THE REQUEST >> Copy all of the material below line for line, changing nothing.

— start of DATA TO USE —

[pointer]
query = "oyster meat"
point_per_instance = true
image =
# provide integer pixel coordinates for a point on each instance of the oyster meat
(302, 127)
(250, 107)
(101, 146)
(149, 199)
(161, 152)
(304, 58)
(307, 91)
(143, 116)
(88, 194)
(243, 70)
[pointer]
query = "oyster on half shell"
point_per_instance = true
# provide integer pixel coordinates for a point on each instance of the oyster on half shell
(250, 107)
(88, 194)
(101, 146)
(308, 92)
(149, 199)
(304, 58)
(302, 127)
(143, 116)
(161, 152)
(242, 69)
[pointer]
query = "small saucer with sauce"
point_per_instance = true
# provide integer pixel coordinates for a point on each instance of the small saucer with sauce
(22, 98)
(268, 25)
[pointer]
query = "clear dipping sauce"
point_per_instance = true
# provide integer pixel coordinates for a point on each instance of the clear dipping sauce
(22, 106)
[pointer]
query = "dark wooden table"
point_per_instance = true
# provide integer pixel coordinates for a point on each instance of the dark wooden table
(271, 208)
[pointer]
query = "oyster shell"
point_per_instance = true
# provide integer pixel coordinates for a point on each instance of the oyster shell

— end of DATA TO USE —

ANSWER TO THE EXERCISE >>
[pointer]
query = "oyster meat"
point_per_instance = true
image =
# provide integer pixel coordinates for a point on each instance of the oyster meat
(302, 127)
(250, 107)
(101, 146)
(149, 199)
(161, 152)
(304, 58)
(307, 91)
(143, 116)
(88, 194)
(243, 70)
[pointer]
query = "oyster on half shell"
point_per_instance = true
# provide integer pixel coordinates for a point on each instance of the oyster on half shell
(250, 107)
(88, 194)
(101, 146)
(308, 92)
(149, 199)
(304, 58)
(302, 127)
(143, 116)
(161, 152)
(242, 69)
[pointer]
query = "small saucer with sauce"
point_per_instance = true
# provide integer pixel coordinates for a point on each instance of the small saucer with sauce
(22, 98)
(268, 25)
[pointer]
query = "clear dipping sauce"
point_per_instance = true
# provide integer pixel coordinates for a point on each instance of the clear dipping sauce
(22, 106)
[pointer]
query = "dark wooden table"
point_per_instance = true
# provide integer pixel coordinates for a point on each instance of the dark wooden table
(271, 208)
[pointer]
query = "oyster shell"
point_per_instance = true
# provide integer pixel coordinates for a point on each instance of the oyster shell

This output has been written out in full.